Records supplied:
┄┄┄┄┄┄┄┄┄┄

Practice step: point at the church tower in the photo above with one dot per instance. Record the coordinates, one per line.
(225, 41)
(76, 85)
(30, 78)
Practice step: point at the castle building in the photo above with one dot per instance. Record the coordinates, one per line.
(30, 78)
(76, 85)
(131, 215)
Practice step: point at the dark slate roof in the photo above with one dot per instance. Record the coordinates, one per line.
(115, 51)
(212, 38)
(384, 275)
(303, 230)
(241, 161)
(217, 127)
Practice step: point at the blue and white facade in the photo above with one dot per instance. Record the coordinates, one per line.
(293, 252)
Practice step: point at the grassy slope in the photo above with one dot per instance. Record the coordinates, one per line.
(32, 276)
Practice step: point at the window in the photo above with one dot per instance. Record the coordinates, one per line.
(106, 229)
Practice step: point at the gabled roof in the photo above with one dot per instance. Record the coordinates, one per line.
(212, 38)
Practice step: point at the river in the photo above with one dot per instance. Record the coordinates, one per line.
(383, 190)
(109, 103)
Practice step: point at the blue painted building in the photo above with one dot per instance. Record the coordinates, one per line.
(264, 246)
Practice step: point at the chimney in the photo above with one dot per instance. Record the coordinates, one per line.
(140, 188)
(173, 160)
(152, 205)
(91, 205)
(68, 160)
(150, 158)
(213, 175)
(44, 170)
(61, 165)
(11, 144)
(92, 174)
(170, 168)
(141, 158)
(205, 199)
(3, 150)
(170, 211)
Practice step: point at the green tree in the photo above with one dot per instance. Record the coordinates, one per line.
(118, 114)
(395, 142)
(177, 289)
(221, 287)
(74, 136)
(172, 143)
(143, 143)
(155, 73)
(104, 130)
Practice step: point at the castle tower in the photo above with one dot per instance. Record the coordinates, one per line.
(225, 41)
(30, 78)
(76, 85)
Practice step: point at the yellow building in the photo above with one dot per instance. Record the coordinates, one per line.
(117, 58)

┄┄┄┄┄┄┄┄┄┄

Short task: Convert the part that opens with the line containing "Practice step: point at the castle tower" and runs through the end of the entries into a two-column CSV with the headers instruction and coordinates, one row per entry. Put each field in quotation marks and replace any line breaks inside a field with spaces.

The answer:
instruction,coordinates
"Practice step: point at the castle tower in the photo above with one dot per instance. Record the coordinates, one per line.","(225, 41) (30, 78) (76, 85)"
"Practice step: point at the yellow building in the photo above with one dot per instance. Record the coordinates, one per line.","(117, 58)"